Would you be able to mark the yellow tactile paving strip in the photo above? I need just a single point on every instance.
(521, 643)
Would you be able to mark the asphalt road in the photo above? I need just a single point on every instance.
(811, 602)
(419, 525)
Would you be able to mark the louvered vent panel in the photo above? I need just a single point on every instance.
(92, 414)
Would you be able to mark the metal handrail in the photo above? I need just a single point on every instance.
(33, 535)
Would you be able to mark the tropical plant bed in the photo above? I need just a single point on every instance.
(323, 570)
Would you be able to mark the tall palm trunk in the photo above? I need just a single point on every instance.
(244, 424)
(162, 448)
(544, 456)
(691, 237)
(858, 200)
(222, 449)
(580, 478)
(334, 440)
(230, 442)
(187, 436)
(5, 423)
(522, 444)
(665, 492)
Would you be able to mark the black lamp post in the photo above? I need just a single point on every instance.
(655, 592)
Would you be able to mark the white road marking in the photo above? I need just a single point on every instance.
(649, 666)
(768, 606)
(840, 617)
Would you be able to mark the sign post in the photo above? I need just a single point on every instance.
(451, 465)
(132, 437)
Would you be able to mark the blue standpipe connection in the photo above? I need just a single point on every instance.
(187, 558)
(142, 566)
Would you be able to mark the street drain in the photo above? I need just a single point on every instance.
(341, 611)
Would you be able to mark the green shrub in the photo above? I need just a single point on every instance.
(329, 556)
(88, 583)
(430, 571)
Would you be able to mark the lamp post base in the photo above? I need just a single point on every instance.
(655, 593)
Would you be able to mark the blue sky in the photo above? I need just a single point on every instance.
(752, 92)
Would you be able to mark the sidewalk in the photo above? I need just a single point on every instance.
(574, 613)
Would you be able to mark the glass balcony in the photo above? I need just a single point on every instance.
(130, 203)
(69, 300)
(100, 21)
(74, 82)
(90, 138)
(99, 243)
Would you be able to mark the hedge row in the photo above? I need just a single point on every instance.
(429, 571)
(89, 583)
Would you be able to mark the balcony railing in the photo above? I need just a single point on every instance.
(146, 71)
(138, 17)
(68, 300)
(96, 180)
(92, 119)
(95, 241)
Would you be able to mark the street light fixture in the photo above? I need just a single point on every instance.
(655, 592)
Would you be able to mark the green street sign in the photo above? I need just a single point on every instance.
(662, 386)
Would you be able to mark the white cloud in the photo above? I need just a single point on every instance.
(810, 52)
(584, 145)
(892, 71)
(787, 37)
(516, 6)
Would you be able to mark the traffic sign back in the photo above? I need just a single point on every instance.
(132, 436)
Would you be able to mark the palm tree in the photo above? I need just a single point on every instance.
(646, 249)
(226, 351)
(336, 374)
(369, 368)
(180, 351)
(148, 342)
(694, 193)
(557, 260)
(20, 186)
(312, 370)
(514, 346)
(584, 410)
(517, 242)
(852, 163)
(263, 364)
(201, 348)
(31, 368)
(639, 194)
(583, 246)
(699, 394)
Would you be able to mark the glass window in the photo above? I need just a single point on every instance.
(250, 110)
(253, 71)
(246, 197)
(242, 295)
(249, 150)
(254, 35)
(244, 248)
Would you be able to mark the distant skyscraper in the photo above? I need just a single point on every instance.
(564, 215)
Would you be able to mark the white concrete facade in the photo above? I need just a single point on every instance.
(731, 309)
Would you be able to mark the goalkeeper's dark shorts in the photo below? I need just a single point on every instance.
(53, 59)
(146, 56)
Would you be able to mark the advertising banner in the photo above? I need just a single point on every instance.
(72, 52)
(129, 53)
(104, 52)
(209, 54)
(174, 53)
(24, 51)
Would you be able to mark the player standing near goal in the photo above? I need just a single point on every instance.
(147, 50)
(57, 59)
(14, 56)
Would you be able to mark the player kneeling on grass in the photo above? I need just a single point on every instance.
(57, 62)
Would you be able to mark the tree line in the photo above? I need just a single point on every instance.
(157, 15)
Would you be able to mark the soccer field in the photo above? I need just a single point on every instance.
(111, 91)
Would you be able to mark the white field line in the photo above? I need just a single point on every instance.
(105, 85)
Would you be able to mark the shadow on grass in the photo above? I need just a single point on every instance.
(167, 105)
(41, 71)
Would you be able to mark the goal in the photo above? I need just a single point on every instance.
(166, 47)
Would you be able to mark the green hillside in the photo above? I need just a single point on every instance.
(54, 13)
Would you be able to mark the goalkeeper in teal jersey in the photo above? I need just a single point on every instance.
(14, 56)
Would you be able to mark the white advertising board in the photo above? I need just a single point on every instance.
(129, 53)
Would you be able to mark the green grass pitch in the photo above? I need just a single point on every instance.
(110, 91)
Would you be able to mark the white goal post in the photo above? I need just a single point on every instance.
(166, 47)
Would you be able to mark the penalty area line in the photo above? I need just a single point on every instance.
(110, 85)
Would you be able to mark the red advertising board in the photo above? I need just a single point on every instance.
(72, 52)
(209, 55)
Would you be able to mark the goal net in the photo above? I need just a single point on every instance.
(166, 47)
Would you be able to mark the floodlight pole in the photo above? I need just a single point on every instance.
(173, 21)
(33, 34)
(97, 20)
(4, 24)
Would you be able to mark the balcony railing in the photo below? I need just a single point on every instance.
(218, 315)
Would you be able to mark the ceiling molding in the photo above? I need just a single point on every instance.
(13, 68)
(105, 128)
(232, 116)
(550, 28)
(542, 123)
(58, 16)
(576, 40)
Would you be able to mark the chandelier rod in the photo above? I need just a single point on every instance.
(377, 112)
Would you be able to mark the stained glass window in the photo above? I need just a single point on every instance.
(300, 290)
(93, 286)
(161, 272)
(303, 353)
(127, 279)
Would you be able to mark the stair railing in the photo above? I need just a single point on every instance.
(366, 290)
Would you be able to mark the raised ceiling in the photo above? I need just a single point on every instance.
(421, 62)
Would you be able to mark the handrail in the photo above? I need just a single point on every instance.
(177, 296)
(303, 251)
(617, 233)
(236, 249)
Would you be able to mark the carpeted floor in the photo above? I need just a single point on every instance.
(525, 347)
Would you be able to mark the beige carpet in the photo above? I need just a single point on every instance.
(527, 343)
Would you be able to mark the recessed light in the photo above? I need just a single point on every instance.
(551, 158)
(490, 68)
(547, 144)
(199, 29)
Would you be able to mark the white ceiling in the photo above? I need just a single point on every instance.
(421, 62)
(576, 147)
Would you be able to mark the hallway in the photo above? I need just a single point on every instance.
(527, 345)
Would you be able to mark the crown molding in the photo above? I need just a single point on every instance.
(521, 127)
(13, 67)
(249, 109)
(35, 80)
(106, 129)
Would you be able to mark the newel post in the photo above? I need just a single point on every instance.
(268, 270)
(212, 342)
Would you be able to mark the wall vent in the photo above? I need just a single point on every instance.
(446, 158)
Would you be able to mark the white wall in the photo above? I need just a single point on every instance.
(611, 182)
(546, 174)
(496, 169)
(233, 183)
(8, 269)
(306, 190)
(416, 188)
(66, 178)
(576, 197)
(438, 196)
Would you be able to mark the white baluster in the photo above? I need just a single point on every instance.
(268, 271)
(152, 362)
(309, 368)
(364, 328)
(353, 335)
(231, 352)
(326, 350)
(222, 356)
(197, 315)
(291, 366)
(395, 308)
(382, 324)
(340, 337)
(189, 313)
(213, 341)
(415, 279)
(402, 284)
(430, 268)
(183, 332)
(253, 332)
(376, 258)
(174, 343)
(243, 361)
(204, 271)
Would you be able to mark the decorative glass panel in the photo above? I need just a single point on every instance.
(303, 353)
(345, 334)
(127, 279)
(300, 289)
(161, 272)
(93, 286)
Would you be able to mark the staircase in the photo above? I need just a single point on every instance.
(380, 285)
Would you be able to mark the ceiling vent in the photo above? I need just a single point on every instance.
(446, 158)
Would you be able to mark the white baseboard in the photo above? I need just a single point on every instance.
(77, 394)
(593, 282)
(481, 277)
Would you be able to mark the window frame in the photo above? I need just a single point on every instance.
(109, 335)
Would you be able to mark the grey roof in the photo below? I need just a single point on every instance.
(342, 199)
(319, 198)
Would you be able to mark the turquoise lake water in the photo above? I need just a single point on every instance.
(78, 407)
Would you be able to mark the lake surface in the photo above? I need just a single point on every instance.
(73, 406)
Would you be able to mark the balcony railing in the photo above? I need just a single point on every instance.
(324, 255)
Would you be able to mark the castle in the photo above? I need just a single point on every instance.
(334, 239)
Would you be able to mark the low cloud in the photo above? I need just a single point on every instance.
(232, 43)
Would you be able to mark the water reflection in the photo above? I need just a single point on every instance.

- WHAT YOU HAVE TO DO
Extract every line from the one containing "Would you be able to mark the decorative" to the end of the entries, including both of those lines, exactly as given and with nothing added.

- EXERCISE ANSWER
Would you be able to mark the decorative glass panel in the photo above? I need just a single point on every instance.
(303, 353)
(345, 334)
(127, 279)
(300, 289)
(161, 272)
(93, 286)
Would you be able to mark the staircase in the photo above? I need just a single point on every instance.
(380, 285)
Would you be able to mark the ceiling vent in the photo above? I need just a single point on every instance.
(446, 158)
Would you be able to mark the white baseboard in the photo above? I need just a single point on every instance.
(77, 394)
(593, 282)
(481, 277)
Would you be able to mark the window frame in the photo above? I need just a single point on every instance.
(109, 335)
Would you be able to mark the grey roof in the photo below? I need just a single point on every instance.
(342, 199)
(319, 198)
Would you be able to mark the turquoise lake water in the photo above? I need just a single point on every instance.
(78, 407)
Would you be able to mark the lake surface in the photo above? I need just a single point on every instance.
(73, 406)
Would you be able to mark the balcony railing in the photo above? I need just a single point on every instance.
(324, 255)
Would you be able to mark the castle in the photo above? I need just a single point on every instance.
(334, 239)
Would you be able to mark the low cloud in the photo above? I need just a single point on every instance.
(232, 43)
Would you be able to mark the water reflection in the photo above? I need just a single point on every instance.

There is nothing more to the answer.